### Stated goal
Convert the stretch of entries from the line containing "Q: For every instance of the eroded rock surface" through the end of the entries into a numbered list, leaving out blank lines.
═════ Record excerpts ═════
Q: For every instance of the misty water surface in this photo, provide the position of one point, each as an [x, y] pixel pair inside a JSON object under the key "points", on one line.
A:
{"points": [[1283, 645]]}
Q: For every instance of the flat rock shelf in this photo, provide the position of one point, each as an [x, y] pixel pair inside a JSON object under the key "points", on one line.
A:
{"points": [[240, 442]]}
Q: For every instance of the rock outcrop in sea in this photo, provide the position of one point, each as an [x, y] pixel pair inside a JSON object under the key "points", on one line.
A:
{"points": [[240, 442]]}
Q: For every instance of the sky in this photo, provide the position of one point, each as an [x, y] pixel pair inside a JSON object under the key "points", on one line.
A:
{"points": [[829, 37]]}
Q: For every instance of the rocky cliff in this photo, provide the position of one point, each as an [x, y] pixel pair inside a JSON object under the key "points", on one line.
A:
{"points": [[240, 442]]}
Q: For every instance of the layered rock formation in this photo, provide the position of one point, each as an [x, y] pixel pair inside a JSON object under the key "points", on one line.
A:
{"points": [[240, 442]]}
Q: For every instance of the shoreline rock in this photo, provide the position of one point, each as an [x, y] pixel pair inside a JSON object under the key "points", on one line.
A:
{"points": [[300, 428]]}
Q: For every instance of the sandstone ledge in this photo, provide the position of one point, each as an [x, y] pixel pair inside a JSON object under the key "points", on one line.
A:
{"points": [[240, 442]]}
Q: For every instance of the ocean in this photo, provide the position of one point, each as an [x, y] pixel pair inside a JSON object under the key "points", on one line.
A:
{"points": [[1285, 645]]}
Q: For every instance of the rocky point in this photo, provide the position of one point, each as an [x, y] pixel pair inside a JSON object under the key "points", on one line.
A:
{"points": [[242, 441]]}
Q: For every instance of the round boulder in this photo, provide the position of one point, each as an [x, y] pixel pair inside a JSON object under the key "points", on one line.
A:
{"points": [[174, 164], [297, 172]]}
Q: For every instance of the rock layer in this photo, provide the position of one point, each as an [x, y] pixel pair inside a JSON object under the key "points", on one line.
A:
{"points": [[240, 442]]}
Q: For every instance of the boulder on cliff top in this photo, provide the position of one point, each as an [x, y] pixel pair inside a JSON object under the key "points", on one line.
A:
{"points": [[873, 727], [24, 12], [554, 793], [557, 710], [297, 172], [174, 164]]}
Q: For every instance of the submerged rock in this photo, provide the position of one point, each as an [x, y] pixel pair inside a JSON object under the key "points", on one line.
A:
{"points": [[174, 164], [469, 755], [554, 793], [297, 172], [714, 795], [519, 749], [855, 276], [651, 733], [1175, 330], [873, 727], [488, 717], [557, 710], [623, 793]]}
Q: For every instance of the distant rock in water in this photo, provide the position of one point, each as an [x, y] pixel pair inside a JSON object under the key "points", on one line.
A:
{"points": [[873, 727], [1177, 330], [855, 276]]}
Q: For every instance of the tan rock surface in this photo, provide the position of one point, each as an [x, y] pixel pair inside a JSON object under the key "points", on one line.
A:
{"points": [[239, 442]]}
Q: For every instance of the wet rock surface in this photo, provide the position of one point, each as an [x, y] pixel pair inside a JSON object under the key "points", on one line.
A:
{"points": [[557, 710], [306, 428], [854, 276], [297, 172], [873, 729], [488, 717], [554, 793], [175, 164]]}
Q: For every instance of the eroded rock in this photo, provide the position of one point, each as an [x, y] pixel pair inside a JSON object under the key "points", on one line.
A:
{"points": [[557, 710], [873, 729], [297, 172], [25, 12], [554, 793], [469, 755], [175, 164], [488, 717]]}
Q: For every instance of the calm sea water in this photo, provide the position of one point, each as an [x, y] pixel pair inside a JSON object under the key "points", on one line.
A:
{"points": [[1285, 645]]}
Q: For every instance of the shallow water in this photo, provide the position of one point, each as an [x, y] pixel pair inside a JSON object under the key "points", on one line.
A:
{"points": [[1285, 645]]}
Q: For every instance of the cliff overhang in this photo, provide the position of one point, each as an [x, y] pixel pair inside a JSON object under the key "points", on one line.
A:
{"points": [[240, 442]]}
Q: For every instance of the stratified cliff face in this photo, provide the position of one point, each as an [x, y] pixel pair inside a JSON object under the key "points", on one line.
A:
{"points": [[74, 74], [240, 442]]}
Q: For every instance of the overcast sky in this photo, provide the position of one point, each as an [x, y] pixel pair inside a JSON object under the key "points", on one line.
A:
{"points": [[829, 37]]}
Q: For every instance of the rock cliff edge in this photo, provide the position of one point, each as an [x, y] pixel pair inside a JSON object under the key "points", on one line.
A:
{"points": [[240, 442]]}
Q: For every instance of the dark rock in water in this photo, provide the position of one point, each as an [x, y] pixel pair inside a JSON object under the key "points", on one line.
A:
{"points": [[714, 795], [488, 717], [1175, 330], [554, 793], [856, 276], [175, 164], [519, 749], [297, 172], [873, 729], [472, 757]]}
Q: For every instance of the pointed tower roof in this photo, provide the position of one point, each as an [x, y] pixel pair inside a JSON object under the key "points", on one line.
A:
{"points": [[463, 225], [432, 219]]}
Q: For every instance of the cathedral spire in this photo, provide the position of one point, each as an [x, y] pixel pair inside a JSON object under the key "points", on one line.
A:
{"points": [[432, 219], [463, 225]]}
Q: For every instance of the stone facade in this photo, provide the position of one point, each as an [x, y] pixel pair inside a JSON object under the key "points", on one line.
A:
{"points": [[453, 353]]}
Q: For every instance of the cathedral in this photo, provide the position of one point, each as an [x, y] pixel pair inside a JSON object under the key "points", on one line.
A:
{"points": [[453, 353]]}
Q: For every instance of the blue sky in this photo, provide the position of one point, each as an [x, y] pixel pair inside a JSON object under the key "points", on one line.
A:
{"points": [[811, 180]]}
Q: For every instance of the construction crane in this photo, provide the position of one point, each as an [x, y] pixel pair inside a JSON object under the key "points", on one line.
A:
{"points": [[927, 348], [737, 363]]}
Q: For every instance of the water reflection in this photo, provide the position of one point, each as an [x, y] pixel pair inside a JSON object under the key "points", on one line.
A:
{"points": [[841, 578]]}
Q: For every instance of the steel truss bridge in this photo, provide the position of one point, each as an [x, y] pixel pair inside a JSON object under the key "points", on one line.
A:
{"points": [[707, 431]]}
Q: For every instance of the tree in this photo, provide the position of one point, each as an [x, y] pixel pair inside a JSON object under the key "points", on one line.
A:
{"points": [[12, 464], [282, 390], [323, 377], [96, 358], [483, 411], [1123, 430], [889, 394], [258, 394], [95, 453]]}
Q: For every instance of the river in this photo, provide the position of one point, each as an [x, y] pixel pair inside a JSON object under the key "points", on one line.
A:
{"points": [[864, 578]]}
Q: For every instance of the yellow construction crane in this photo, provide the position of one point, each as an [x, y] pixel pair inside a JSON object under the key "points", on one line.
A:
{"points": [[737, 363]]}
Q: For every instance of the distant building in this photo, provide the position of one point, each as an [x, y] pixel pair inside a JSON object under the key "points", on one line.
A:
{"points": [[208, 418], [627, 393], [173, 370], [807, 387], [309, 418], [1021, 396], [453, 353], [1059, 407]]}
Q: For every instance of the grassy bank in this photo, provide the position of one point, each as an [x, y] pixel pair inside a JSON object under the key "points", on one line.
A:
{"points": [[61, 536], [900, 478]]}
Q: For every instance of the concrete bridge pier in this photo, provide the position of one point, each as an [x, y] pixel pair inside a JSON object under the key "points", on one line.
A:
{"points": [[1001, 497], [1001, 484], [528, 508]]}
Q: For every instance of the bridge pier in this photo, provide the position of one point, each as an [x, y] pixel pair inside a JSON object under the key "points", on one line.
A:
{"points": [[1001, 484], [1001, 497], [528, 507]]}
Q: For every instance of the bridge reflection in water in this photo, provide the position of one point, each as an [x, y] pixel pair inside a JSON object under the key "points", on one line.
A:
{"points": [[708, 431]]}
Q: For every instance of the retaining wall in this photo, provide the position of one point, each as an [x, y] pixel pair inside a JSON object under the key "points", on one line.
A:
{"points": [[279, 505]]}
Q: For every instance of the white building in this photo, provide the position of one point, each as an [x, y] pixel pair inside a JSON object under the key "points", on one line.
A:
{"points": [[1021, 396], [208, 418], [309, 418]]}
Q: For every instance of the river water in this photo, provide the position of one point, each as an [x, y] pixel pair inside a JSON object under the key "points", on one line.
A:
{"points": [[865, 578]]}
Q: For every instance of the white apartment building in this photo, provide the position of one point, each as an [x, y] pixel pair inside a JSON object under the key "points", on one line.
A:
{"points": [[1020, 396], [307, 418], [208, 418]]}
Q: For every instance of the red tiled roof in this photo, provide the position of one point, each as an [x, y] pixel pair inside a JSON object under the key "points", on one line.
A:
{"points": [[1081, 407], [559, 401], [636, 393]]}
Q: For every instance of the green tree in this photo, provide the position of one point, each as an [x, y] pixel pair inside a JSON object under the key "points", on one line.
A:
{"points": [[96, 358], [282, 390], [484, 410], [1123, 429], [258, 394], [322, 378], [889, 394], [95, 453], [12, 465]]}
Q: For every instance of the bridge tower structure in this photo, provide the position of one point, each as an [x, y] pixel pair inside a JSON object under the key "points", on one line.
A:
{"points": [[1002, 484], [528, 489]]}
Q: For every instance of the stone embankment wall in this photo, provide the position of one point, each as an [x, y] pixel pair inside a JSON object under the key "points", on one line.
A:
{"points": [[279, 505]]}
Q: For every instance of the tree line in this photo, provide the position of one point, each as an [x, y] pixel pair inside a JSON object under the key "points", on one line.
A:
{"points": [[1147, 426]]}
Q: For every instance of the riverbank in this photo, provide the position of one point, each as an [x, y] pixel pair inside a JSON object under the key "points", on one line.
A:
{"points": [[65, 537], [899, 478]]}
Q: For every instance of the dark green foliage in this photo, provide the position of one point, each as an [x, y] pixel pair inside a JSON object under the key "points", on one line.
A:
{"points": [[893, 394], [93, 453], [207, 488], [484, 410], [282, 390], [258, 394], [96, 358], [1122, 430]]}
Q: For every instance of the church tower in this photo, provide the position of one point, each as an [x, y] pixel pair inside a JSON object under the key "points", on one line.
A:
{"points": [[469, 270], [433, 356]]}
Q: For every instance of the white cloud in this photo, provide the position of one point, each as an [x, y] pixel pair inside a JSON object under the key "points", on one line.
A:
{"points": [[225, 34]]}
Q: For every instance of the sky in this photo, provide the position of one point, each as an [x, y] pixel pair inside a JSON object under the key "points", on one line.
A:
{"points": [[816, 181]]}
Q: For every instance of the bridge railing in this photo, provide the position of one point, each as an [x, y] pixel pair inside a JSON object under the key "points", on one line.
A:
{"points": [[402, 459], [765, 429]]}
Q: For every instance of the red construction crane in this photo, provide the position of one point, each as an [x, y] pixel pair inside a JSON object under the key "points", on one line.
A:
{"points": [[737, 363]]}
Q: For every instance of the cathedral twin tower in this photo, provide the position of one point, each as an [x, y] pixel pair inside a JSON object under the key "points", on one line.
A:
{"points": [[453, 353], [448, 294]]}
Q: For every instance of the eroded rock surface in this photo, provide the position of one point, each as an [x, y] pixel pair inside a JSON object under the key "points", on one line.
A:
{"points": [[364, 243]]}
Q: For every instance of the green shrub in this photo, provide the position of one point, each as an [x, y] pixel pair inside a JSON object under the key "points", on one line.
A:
═════
### Task output
1. Q: For every instance of the eroded rock surface in this photo, provide the position of one point, each as an [x, y] pixel pair inside a JSON object under the key "points", on one line.
2. A:
3. {"points": [[364, 243]]}
4. Q: For every instance of the green shrub in this photo, provide the position of one point, each as an [x, y] pixel pair inside a JSON object under the key "points", on one line.
5. A:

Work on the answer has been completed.